═════ Task input ═════

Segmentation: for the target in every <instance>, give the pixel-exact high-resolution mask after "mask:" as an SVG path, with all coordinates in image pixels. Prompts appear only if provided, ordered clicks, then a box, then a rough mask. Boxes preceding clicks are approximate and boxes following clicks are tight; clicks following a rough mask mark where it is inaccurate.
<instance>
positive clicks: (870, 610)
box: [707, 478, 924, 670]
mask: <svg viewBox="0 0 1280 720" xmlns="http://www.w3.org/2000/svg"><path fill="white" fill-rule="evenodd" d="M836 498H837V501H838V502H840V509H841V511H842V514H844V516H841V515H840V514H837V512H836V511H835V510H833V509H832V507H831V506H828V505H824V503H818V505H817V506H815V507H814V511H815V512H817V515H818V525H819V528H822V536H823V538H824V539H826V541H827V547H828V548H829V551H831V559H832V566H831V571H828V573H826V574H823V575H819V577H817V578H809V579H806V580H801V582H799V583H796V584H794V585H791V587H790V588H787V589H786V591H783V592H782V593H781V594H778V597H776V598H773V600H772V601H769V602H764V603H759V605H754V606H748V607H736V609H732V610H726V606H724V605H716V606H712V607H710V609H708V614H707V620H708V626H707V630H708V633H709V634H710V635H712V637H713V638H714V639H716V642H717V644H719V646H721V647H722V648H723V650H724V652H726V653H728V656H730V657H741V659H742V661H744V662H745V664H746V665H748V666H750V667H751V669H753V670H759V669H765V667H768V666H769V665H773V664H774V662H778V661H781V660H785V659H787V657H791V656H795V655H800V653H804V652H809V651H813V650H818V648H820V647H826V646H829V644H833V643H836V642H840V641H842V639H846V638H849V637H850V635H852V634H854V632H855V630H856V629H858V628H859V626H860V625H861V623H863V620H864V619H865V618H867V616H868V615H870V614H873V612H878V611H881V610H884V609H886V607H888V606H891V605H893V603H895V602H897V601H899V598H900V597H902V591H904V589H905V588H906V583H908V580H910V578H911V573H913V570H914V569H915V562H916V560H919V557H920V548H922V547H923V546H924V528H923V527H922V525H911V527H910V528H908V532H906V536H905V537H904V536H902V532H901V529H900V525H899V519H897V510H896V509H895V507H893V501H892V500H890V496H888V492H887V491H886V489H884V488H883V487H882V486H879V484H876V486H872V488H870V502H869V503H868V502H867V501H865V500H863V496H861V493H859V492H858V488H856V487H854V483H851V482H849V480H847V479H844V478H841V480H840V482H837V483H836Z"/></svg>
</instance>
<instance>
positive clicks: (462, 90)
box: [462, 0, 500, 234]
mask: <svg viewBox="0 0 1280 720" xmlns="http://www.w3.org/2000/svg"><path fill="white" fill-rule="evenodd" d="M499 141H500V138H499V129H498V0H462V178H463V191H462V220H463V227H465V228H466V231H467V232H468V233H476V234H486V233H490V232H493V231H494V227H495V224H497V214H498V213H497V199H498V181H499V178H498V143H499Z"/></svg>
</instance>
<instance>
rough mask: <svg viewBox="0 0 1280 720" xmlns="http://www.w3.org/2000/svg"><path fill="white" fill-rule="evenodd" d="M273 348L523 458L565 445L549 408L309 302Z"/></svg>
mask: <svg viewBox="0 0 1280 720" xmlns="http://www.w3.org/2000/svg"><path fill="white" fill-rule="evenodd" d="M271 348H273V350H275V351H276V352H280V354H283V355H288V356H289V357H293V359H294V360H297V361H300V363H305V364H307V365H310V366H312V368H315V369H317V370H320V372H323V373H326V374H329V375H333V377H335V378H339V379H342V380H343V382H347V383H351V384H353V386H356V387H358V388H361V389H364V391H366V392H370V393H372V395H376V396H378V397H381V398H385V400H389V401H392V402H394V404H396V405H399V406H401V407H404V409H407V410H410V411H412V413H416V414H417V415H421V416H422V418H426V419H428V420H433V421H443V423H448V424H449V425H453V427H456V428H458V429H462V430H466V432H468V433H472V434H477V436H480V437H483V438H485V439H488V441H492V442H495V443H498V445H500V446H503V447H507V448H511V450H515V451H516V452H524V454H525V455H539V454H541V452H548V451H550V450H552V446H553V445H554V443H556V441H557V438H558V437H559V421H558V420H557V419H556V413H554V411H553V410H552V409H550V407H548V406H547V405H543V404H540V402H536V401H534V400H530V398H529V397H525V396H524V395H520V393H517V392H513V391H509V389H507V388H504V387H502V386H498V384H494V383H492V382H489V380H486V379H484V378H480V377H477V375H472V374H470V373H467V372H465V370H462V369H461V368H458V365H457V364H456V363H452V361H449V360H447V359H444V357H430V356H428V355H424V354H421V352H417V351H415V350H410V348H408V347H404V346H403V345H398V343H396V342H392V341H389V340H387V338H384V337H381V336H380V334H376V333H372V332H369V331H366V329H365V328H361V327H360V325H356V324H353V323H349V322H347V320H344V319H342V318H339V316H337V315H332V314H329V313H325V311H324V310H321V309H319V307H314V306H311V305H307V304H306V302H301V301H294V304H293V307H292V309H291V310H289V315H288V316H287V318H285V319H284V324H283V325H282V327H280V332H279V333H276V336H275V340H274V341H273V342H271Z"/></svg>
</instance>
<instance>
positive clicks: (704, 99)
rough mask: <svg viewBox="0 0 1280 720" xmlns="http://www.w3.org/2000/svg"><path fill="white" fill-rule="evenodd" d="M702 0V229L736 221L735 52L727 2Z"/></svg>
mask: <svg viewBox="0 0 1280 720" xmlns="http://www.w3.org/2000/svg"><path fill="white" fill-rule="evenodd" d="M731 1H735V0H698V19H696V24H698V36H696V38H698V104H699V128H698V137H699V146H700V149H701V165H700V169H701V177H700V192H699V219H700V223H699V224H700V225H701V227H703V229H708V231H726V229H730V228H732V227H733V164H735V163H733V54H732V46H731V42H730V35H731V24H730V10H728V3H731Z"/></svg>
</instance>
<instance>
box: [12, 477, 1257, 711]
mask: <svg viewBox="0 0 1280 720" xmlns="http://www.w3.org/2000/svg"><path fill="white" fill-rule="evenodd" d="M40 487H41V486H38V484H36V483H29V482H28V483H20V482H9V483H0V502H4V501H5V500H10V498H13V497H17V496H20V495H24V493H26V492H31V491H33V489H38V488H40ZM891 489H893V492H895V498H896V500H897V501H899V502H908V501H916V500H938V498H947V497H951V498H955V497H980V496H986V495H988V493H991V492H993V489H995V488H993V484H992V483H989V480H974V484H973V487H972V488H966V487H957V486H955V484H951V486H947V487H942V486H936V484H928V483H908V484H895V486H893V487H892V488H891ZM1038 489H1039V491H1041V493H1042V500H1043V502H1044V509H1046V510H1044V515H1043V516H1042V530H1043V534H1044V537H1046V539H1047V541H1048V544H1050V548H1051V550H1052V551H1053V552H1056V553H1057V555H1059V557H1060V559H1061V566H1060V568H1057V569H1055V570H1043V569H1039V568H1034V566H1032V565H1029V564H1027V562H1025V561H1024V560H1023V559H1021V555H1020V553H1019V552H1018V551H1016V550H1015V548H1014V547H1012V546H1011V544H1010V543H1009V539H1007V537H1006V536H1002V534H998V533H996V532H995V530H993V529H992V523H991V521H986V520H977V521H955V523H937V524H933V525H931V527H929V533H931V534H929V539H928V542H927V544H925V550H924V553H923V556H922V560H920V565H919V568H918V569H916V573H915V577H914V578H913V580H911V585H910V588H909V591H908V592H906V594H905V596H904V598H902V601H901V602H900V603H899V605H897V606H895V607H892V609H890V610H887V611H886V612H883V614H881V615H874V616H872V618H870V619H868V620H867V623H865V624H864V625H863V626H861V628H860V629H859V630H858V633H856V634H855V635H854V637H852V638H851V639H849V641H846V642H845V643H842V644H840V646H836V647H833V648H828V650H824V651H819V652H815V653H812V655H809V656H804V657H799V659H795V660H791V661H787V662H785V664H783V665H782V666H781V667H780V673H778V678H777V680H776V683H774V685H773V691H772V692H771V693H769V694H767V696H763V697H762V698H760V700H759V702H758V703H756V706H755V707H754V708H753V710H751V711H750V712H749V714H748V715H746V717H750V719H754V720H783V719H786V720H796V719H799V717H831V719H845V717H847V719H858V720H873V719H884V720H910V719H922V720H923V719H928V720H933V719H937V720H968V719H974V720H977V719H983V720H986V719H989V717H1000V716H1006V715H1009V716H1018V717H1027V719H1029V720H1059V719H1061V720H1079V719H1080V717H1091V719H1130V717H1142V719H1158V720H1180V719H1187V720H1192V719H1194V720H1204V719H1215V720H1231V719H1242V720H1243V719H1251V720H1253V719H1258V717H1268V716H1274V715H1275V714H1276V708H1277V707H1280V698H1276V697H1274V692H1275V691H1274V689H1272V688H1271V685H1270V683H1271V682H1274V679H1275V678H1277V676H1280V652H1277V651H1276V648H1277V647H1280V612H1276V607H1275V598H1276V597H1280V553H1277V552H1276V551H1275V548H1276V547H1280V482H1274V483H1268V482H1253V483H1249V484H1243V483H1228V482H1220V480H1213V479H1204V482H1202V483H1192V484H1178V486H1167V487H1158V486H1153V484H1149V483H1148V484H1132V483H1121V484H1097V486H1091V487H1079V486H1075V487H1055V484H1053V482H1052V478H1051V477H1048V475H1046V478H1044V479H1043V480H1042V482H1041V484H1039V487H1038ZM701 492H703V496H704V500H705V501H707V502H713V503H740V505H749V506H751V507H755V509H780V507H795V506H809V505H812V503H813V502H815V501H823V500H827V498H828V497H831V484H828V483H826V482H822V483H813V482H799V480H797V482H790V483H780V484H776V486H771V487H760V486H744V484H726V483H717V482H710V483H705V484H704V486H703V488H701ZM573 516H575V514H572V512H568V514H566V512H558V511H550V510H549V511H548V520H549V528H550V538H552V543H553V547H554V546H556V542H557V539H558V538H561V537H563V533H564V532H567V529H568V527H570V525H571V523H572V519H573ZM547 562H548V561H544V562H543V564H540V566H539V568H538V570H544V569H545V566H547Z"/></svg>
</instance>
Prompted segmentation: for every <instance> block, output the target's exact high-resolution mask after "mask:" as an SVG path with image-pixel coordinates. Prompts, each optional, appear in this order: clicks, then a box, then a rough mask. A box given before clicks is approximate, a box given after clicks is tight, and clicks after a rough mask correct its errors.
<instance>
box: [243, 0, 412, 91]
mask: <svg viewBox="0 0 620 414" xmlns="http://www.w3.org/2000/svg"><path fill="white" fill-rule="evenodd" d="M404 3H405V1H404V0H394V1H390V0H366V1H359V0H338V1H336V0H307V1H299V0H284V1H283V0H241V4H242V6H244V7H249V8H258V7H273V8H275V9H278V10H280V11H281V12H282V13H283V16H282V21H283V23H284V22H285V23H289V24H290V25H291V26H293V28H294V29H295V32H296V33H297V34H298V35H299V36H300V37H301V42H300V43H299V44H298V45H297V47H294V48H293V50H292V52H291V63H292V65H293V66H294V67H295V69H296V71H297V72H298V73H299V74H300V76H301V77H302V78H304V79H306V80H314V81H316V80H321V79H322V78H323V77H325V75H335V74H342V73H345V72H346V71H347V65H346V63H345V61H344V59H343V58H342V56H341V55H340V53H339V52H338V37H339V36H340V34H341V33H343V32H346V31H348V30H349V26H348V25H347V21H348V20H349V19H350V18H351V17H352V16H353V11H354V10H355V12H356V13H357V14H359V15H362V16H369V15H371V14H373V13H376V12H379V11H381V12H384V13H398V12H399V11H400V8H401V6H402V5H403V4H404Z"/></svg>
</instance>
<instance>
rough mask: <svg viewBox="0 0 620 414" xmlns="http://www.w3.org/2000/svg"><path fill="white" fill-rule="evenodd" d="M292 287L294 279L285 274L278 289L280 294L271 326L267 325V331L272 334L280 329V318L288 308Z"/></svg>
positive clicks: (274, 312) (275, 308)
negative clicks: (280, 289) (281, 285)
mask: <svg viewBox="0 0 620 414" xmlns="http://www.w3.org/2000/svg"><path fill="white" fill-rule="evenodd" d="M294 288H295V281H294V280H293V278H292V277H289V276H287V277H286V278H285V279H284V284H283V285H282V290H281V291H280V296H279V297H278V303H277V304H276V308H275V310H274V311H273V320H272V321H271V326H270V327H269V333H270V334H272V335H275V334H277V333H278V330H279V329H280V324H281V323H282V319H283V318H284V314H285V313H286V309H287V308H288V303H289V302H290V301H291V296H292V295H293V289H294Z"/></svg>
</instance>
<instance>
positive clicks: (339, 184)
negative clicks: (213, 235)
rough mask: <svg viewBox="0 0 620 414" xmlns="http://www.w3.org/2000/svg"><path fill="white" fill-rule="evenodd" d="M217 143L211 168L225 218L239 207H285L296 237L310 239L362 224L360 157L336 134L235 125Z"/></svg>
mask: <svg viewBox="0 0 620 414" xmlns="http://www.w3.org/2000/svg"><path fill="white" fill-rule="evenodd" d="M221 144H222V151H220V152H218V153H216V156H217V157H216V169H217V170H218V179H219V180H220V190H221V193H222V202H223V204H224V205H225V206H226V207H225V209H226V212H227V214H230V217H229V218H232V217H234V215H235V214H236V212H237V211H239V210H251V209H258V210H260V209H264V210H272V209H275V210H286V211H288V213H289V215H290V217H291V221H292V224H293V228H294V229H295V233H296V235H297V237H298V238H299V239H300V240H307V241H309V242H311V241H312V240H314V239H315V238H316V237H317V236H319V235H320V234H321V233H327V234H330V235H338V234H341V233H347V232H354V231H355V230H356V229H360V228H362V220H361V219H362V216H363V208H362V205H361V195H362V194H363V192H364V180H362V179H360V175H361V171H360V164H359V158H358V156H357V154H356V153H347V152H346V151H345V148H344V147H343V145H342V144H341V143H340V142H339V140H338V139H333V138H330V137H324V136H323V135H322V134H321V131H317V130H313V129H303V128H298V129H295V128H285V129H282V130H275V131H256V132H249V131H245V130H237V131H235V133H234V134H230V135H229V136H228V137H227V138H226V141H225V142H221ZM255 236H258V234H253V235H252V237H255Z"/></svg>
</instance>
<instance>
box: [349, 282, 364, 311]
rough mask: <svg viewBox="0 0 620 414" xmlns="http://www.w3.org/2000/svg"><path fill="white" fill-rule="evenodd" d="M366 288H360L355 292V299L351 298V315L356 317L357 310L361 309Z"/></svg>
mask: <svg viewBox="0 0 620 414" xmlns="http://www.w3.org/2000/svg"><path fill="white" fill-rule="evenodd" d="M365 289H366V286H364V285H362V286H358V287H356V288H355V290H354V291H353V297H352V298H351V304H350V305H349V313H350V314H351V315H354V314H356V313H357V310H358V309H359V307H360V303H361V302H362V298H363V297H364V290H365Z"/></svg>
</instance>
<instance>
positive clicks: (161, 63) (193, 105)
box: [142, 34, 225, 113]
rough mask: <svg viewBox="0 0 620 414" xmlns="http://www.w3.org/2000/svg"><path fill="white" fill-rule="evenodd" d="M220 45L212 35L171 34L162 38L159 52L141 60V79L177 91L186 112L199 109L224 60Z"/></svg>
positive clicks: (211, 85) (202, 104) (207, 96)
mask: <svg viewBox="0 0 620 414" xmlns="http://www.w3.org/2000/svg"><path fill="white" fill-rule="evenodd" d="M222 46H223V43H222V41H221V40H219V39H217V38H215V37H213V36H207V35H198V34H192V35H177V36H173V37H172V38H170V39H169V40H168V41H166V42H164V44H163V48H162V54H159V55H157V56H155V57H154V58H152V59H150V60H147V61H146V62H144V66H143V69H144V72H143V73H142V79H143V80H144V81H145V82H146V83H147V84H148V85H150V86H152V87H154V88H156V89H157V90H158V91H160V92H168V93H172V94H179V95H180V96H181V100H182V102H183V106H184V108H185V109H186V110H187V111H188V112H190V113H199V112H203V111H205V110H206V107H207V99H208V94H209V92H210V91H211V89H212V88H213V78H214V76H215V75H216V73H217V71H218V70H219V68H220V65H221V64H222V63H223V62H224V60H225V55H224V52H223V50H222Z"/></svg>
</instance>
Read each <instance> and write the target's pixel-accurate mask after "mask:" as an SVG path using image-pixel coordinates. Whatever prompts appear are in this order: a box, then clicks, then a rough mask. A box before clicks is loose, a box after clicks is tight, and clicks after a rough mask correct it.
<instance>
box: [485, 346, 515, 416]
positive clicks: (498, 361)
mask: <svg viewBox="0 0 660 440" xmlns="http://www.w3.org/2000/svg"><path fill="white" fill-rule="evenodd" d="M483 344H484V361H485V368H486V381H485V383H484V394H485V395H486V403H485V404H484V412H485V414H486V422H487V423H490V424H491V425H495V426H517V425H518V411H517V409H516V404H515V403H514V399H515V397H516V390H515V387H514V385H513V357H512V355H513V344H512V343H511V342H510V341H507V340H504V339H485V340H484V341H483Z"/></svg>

═════

Exercise directions:
From the start of the records through the line containing "box: [707, 478, 924, 670]", switch "clicks" to "points" and give only those lines back, otherwise unchanged.

Worked solution:
Segmentation: for the target in every <instance>, give the pixel-exact high-resolution mask after "mask:" as an SVG path, with all coordinates in image pixels. Prompts appear only if provided, ordered points, then a box, then a rough mask. Boxes preceding points are approximate and boxes following points are tight; points following a rough mask mark where it is inaccurate.
<instance>
positive points: (870, 610)
box: [707, 478, 924, 670]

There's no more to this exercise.